What you need to do: Turn every line of the items below into a numbered list, skipping any blank lines. Leave the pictures out of your answer.

Coordinate labeling data:

===============

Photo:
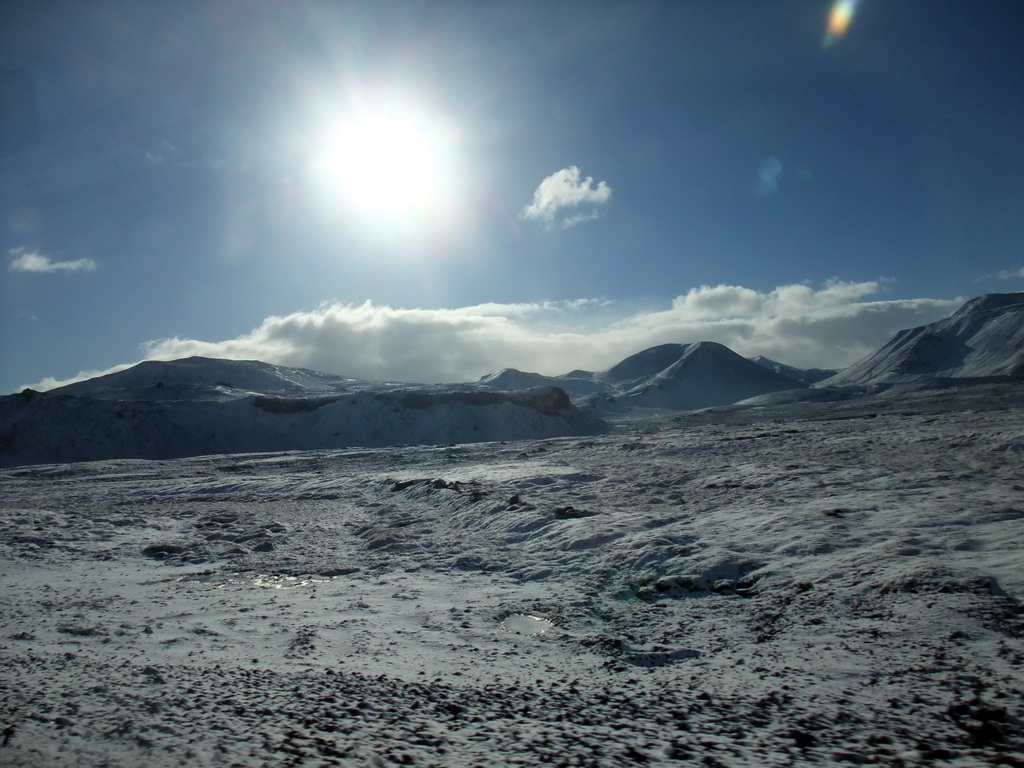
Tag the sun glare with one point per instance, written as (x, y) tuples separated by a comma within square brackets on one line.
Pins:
[(388, 164)]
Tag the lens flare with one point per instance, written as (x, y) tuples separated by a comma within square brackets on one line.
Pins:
[(839, 19)]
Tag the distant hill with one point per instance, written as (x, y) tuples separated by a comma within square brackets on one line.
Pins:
[(702, 375), (195, 377), (668, 376), (801, 375), (983, 339), (200, 406)]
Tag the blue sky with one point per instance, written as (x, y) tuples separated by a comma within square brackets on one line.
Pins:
[(429, 192)]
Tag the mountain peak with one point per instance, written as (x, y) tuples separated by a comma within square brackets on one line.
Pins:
[(984, 338)]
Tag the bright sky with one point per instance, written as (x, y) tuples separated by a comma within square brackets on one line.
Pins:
[(433, 190)]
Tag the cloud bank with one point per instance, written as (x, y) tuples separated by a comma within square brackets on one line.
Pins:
[(564, 190), (829, 327), (33, 261)]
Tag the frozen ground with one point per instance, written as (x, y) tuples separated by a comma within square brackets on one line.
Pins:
[(801, 584)]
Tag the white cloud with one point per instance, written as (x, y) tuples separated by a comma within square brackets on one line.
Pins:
[(33, 261), (564, 189), (829, 327)]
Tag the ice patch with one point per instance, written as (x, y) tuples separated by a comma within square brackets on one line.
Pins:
[(262, 581), (521, 624)]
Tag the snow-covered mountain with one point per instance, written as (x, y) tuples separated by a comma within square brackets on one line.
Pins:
[(668, 376), (984, 338), (196, 378), (802, 375), (199, 407), (702, 375)]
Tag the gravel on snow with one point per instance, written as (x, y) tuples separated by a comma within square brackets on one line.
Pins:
[(801, 584)]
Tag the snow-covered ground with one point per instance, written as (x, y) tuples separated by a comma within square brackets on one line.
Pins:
[(797, 584)]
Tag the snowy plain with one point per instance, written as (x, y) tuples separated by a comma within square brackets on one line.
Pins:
[(782, 583)]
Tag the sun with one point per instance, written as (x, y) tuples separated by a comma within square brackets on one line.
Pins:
[(388, 163)]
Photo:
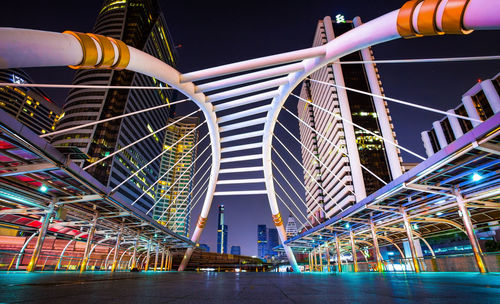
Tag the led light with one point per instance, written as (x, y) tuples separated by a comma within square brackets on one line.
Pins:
[(476, 177)]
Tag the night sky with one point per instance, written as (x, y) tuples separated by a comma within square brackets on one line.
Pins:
[(213, 33)]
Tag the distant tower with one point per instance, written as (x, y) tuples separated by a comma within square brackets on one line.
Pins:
[(272, 241), (291, 227), (261, 241), (336, 176), (236, 250), (221, 232)]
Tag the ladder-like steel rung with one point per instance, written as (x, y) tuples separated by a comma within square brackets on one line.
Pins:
[(240, 181), (244, 124), (242, 136), (241, 147), (249, 192), (246, 100), (242, 169), (242, 114), (241, 158)]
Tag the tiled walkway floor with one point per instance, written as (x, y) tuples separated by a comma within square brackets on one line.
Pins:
[(191, 287)]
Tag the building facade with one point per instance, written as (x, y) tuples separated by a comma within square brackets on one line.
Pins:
[(480, 102), (221, 232), (30, 106), (291, 227), (173, 196), (236, 250), (261, 241), (140, 24), (335, 179)]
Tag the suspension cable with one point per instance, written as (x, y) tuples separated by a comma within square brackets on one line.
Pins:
[(326, 194), (113, 118), (178, 179), (425, 60), (395, 100), (80, 86), (360, 127), (139, 140), (173, 166), (335, 146), (291, 200), (279, 197), (317, 158)]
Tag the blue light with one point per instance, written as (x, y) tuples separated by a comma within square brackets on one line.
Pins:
[(476, 177)]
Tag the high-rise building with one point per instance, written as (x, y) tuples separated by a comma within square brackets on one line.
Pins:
[(291, 227), (176, 170), (140, 24), (221, 232), (480, 102), (272, 241), (338, 180), (30, 106), (236, 250), (261, 241)]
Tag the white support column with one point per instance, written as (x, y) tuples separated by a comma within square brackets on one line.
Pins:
[(491, 94), (440, 134), (345, 111), (455, 124), (471, 109), (381, 109), (427, 143)]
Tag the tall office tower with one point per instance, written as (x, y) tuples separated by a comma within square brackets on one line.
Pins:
[(221, 232), (261, 241), (291, 227), (333, 179), (140, 24), (272, 241), (176, 170), (30, 106), (236, 250), (480, 102)]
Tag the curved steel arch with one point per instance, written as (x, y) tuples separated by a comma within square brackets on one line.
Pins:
[(54, 49)]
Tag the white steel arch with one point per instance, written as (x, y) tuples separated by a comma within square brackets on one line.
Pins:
[(29, 48)]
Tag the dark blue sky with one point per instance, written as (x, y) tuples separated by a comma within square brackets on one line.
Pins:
[(215, 32)]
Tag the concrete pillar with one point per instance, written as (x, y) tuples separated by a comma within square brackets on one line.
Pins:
[(41, 237), (409, 234), (90, 237), (148, 254), (339, 259), (353, 251), (455, 124), (117, 248), (464, 213), (378, 257), (471, 109), (491, 94)]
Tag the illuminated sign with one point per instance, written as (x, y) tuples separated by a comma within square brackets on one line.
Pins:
[(340, 18), (17, 79)]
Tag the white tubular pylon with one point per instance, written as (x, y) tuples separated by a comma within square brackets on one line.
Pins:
[(21, 48)]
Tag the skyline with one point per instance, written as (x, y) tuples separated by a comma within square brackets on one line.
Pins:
[(394, 86)]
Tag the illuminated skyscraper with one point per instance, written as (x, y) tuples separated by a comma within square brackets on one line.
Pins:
[(332, 181), (140, 24), (30, 106), (221, 232), (174, 191), (261, 241)]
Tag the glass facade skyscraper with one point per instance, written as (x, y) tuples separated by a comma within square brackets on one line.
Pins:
[(140, 24), (221, 232), (337, 180), (176, 170)]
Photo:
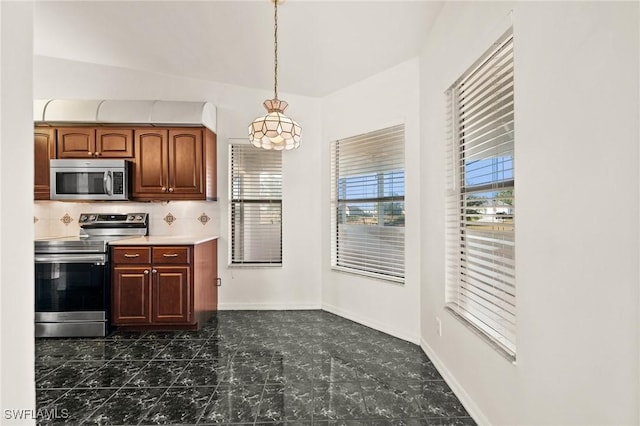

===============

Answer to the exercise:
1. Photo:
2. Tag the sun glare with one point per instance, written as (x, y) tuples separated by a comma within square brackets on one line.
3. Pins:
4. [(388, 164)]
5. Tag the lens flare with one point per instance, written as (x, y) tuples separated by a comma within square brackets on one line.
6. Pins:
7. [(839, 19)]
8. Tag the distant hill with one point per instance, written as (x, y) tuples separated by a comma within square brackets on one line.
9. Pins:
10. [(702, 375), (195, 377), (668, 376), (801, 375), (983, 339), (200, 406)]
11. Tag the blue sky with one point per instance, written as (x, y) tuples separated by a comma within square brackets on one line.
12. Pins:
13. [(429, 192)]
14. Tag the mountain peak with one point per instance, written as (x, y) tuples separated by a comma within square brackets on one line.
15. Pins:
16. [(984, 338)]
17. Tag the bright sky with one point per instance, written as (x, y) tuples separated by a comma within square brackets on one line.
18. Pins:
19. [(433, 190)]
20. Tag the cloud bank with one point per instance, written as (x, y) tuples separated by a comma within square brackets on one line.
21. Pins:
22. [(564, 190), (829, 327), (33, 261)]
23. Tag the frozen ground with one point per instance, written as (x, y) tuples separated by a comma within square brackets on one line.
24. Pins:
25. [(801, 584)]
26. Tag the white cloud with one point per instance, written as (x, y) tuples separated by a comma within square brackets on one line.
27. Pins:
28. [(33, 261), (564, 189), (829, 327)]
29. Tag the ice patch with one point per instance, written as (x, y) tuples separated by a comma within square brackets on one line.
30. Pins:
31. [(262, 581), (521, 624)]
32. Tag the snow-covered mountain with one point per instance, written as (x, y) tuples separated by a comma within square brackets on one line.
33. Pins:
34. [(668, 376), (984, 338), (196, 378), (802, 375), (199, 407), (702, 375)]
35. Tag the gravel on snow with one point per instance, written as (x, y) tuples separated by a comma within square brackets on one line.
36. Pins:
37. [(801, 584)]
38. Tag the snow-covered ground with one point per instance, written as (x, y) tuples separated by a comma within square brackets on one line.
39. Pins:
40. [(797, 584)]
41. Tag the snowy plain with one point per instance, written as (x, y) tuples separated by a comma within square brackets on one line.
42. Pins:
43. [(782, 583)]
44. Tag the sun with one point per instance, written as (x, y) tuples separated by a comma within square brackets on one line.
45. Pins:
46. [(388, 163)]
47. Photo:
48. Tag the led light with one point per instance, written as (x, y) tuples separated by a comma within square brackets on one line.
49. Pins:
50. [(476, 177)]
51. Tag the night sky with one point per instance, written as (x, y) tuples separated by a comma within square brackets on one line.
52. Pins:
53. [(213, 33)]
54. Tag the distant tower with one point per instance, written as (x, y) tuples separated by a comma within square brackets on one line.
55. Pins:
56. [(272, 241), (291, 227), (261, 241), (336, 176), (236, 250), (221, 232)]
57. Tag the ladder-like steel rung with one point per instance, written as (x, y) tuples separated by a comma within square brackets on one line.
58. Pins:
59. [(240, 181), (244, 124), (242, 136), (241, 147), (249, 192), (246, 100), (242, 169), (242, 114), (241, 158)]
60. Tag the tiled walkway floor with one point per instance, written as (x, y) tuples separated by a comma within square brackets on one line.
61. Pins:
62. [(191, 287)]
63. Tag the building facade with one point per instance, written as (x, y) tuples separated by a comma within square brackets on one line.
64. Pins:
65. [(480, 102), (221, 232), (30, 106), (291, 227), (173, 196), (236, 250), (261, 241), (140, 24), (335, 179)]
66. Tag the suspension cable with one point per instance, written as (x, y) tuples separated by a comma within square brackets on one line.
67. Pins:
68. [(326, 194), (113, 118), (178, 179), (425, 60), (395, 100), (80, 86), (360, 127), (139, 140), (173, 166), (335, 146), (291, 200), (279, 197), (317, 158)]
69. Tag the blue light with one point per instance, written as (x, y) tuples separated by a comma within square brackets on one line.
70. Pins:
71. [(476, 177)]
72. Tag the high-rise building with one point per instance, written as (x, y) tuples separated by a comma within square brackets on one line.
73. Pins:
74. [(291, 227), (176, 170), (140, 24), (221, 232), (480, 102), (272, 241), (338, 180), (30, 106), (236, 250), (261, 241)]
75. Tag the white support column with one point per instance, written as (x, y) tuples separated by a comma within square brackets on one line.
76. Pins:
77. [(491, 94), (440, 134), (345, 111), (455, 124), (471, 109), (381, 109), (427, 143)]
78. Tag the tall office tower with one point per instance, written as (x, y) tuples separated by a comma within square brackets on one line.
79. Pins:
80. [(221, 232), (261, 241), (291, 227), (333, 179), (140, 24), (272, 241), (176, 170), (30, 106), (236, 250), (480, 102)]
81. Tag the curved steel arch with one point per instance, written as (x, y) tuples separated by a comma within square brackets on one line.
82. Pins:
83. [(54, 49)]
84. Tag the white steel arch with one point per instance, written as (x, y) tuples separated by a comma within square brackets on one line.
85. Pins:
86. [(29, 48)]
87. Tag the dark blue sky with one point per instance, written as (x, y) tuples separated by a comma within square brackets on one line.
88. Pins:
89. [(215, 32)]
90. Tag the concrete pillar with one point per instance, written as (x, y) tuples separated by a comma within square brackets on one line.
91. Pins:
92. [(41, 237), (409, 234), (90, 237), (148, 254), (339, 259), (353, 251), (455, 124), (117, 248), (464, 213), (378, 257), (471, 109), (491, 94)]
93. Tag the illuminated sign with one point per instance, written as (x, y) tuples separated by a comma within square brackets on one line.
94. Pins:
95. [(340, 18), (17, 79)]
96. Tag the white tubular pylon with one point per instance, written as (x, y) tuples separated by a comma within square brackets on one line.
97. Pins:
98. [(21, 48)]
99. Tag the skyline with one point per instance, written as (x, y) tuples separated by a comma within square brackets on one line.
100. Pins:
101. [(394, 86)]
102. Tag the illuminated skyscraper with one point per instance, written as (x, y) tuples separated by a comma within square brackets on one line.
103. Pins:
104. [(332, 181), (140, 24), (30, 106), (221, 232), (174, 191), (261, 241)]
105. Tag the glass facade skyscraper with one point per instance, written as (x, y) tuples separated by a comma within square brackets on one line.
106. Pins:
107. [(140, 24), (221, 232), (337, 180), (176, 170)]
108. Photo:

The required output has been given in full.